* _EXCERPT_
========================

Certain medical conditions may make your partner infertile or subfertile. Therefore, it’s important to discuss your partner’s health with your provider as well.
7. How will my partner’s and my family history affect our pregnancy pursuit?
It is important for your provider to know your partner’s and your family history as certain conditions such as recurrent pregnancy loss or infertility may have genetic predisposition. If your provider knows that ahead of time, they can make better recommendations.
8. Are there any lifestyle changes I’ll need to make?
It is very important to discuss with your provider your current lifestyle and get advice on things to avoid or limit such as caffeine, alcohol, tobacco and drug use. You might also discuss exercise, nutrition, stress management, and sleep. Check out Dr. Pound’s tips for mind and body prep to learn more.
9. Do we need to undergo any fertility testing?
In general, if you have regular periods and are in good health overall, no fertility testing is needed prior to trying to conceive. We just say “Go for it!” However, if your periods are irregular or there are other red flags in your history which may make you infertile, it is important to discuss these concerns with your provider at the preconception visit.

========================

* _GIVEN ENTRIES_
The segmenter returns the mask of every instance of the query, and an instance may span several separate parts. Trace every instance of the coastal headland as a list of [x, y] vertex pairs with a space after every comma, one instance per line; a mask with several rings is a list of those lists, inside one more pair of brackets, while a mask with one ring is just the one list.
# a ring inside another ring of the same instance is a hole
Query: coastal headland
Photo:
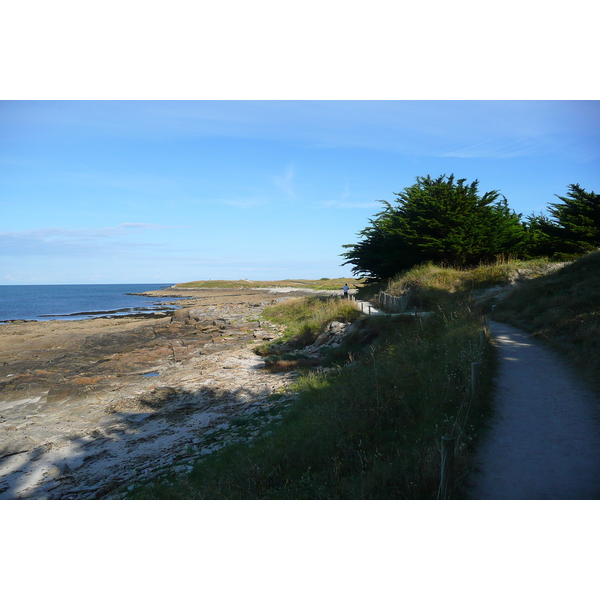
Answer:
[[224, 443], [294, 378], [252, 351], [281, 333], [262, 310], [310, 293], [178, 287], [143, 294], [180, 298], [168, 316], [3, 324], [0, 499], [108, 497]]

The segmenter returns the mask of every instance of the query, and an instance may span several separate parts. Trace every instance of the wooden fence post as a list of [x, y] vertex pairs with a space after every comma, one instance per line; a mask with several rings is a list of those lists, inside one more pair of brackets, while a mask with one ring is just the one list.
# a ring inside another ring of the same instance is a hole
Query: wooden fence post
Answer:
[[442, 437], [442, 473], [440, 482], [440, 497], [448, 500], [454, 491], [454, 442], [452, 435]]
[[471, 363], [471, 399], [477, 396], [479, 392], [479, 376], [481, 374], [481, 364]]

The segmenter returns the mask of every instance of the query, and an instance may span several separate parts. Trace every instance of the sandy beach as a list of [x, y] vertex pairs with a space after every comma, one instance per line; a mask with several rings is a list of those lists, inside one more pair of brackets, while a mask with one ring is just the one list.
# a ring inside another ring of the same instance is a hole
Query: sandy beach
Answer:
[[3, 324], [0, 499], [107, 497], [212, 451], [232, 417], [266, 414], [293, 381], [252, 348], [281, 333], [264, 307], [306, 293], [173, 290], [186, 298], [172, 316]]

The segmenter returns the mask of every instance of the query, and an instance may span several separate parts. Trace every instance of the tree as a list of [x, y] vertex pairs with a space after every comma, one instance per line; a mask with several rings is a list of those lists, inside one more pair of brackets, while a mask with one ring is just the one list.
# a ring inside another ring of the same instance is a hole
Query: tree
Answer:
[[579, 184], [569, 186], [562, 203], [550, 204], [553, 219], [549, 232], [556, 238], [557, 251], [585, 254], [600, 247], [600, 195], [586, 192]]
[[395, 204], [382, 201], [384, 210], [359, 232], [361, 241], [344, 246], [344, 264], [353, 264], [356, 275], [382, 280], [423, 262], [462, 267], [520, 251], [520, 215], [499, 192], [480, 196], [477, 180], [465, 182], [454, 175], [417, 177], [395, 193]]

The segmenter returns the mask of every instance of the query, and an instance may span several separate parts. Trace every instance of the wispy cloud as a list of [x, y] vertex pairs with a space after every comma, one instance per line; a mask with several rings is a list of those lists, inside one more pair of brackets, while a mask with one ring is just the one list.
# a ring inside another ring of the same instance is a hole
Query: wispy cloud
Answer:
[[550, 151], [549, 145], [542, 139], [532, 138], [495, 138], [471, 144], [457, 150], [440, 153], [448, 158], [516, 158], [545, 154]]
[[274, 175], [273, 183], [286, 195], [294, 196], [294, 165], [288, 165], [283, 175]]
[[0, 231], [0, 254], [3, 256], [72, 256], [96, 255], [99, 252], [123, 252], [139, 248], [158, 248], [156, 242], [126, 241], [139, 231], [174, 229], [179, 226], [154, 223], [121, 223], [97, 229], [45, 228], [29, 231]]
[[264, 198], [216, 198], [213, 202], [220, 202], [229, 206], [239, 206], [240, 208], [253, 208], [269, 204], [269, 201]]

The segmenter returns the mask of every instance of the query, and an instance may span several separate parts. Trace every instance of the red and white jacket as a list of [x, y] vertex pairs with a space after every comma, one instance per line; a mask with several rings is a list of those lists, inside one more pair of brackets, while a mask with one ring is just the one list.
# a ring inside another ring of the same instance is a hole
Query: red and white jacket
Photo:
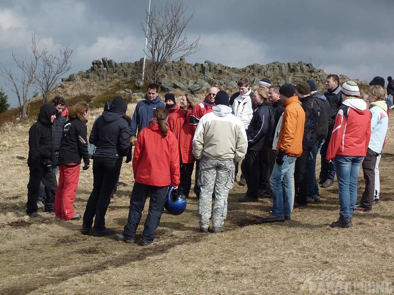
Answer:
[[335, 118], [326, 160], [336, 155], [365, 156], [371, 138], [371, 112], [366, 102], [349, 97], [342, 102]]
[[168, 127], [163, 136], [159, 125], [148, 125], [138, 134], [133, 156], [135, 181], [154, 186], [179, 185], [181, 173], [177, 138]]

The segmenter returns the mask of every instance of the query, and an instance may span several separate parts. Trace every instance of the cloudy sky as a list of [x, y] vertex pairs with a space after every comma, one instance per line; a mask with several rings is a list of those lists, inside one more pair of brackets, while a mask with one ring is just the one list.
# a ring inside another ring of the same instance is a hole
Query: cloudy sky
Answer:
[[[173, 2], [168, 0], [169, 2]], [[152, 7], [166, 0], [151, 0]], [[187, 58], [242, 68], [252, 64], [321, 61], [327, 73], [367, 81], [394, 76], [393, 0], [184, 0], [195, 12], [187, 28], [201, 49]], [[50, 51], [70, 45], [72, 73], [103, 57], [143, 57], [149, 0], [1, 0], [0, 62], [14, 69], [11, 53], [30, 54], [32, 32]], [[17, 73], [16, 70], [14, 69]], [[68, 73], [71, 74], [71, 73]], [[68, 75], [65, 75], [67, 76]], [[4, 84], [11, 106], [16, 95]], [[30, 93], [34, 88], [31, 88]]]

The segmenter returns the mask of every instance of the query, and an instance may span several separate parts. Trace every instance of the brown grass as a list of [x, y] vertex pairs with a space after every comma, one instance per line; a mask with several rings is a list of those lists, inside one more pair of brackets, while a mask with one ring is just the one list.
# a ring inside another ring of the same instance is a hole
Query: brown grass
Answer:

========================

* _YOUR GOAL_
Answer from the preconception excerpt:
(a) Which two conditions may have a genetic predisposition?
(b) Which substances should be discussed as things to avoid or limit?
(c) Under what circumstances is no fertility testing generally needed before trying to conceive?
The records are not used in the task.

* _RESULT_
(a) Recurrent pregnancy loss and infertility.
(b) Caffeine, alcohol, tobacco and drug use.
(c) When you have regular periods and are in good health overall.